(Stored rows):

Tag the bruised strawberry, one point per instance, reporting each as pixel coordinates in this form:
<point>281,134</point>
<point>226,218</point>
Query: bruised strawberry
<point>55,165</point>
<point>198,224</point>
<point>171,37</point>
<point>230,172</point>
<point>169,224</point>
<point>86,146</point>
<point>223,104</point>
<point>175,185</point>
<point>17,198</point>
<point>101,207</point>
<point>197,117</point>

==

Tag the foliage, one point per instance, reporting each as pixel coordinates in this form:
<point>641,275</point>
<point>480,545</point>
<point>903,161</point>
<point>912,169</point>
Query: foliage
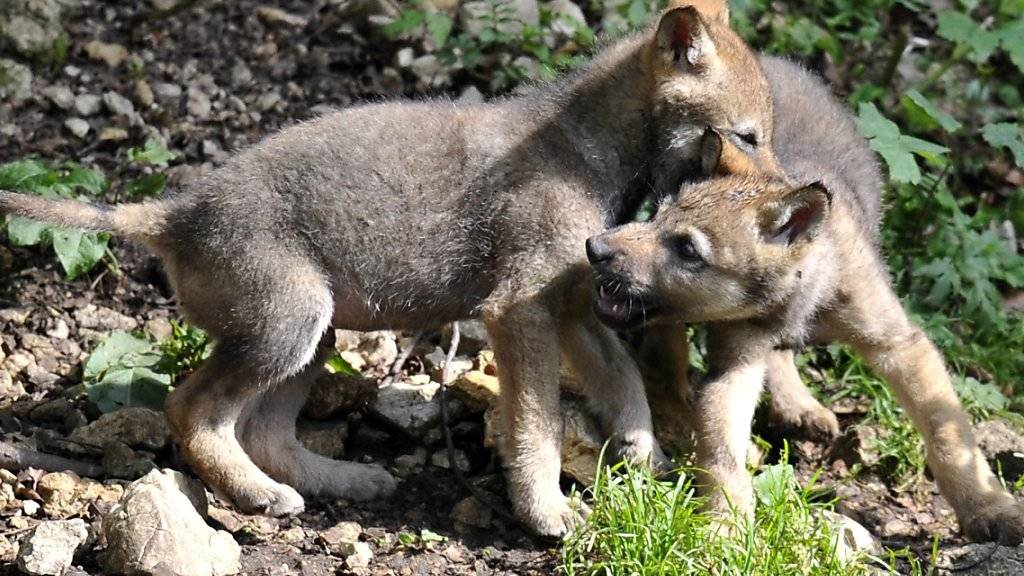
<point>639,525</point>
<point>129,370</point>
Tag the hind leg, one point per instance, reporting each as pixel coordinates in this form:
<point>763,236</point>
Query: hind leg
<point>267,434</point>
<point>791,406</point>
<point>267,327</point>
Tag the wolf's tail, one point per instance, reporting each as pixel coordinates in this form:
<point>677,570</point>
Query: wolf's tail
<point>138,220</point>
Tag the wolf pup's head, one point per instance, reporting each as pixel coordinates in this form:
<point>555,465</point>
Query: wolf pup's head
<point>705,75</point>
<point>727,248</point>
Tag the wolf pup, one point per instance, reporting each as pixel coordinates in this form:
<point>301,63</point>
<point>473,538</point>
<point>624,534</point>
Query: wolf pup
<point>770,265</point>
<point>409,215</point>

* * *

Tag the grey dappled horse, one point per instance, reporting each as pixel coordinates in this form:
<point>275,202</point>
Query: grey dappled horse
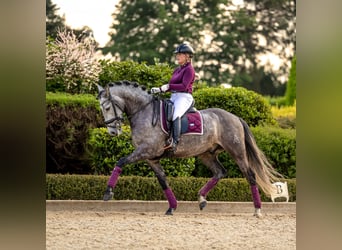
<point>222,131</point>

(Exercise objective): Pick out each line of the rows above that contains the string "head" and copy it out in full. Matches must have the same capitalization.

(Task result):
Tag the wolf pup's head, one point per instance, reporting each as pixel coordinates in this form:
Query: wolf pup's head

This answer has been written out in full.